* _BRIEF_:
Return copies of the lines below that mention "point".

Dataset records:
──────────────────────────────

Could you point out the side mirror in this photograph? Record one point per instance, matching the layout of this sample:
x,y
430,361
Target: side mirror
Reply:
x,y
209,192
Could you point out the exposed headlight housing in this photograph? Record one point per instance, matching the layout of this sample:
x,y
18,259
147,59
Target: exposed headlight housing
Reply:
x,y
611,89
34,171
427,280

──────────────────────────────

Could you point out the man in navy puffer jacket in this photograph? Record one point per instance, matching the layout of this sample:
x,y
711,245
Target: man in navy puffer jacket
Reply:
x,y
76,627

──────────────────────────────

* _ANSWER SPACE_:
Could you point out the side mirror in this photograph? Record one point per instance, matching the layout of this sample:
Could you point out the exposed headlight housing in this photograph? Record one point per instance, matching the layout of this sample:
Could you point out the man in navy puffer jacket in this photograph? Record one point per instance, matching the layout of this sample:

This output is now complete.